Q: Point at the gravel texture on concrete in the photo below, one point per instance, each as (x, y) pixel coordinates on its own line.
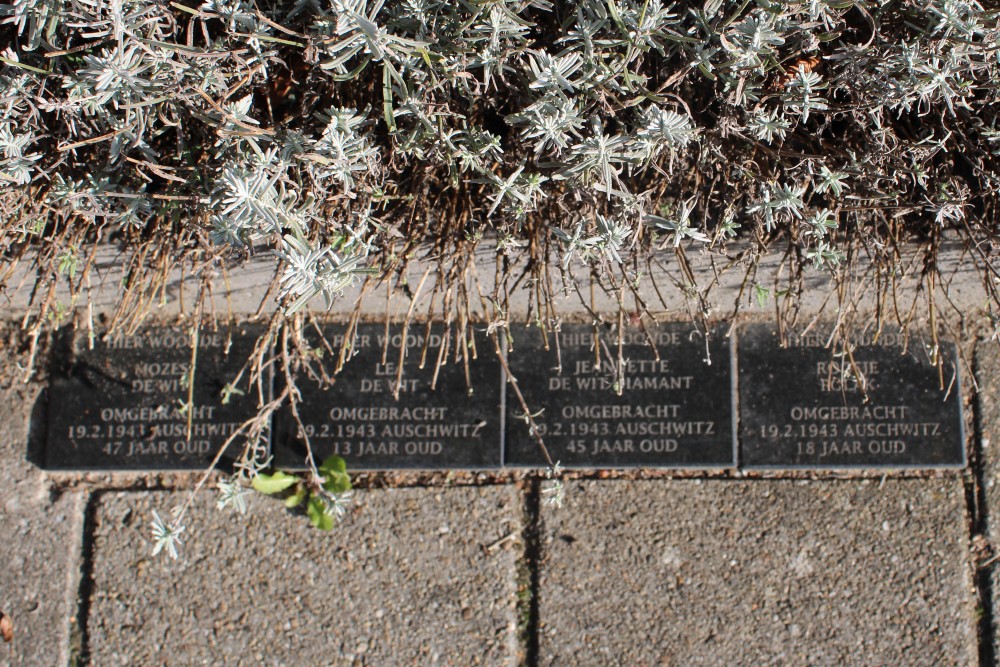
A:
(409, 577)
(988, 397)
(41, 541)
(757, 573)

---+---

WHAT THE EXERCISE ASKS
Copy every entry word for word, but omit the pictures.

FINISHED EXERCISE
Q: Point at the gravel texture on concrete in the photo below, one point per instance, each as (x, y) pixel coordinates on its own line.
A:
(409, 577)
(988, 397)
(41, 541)
(757, 573)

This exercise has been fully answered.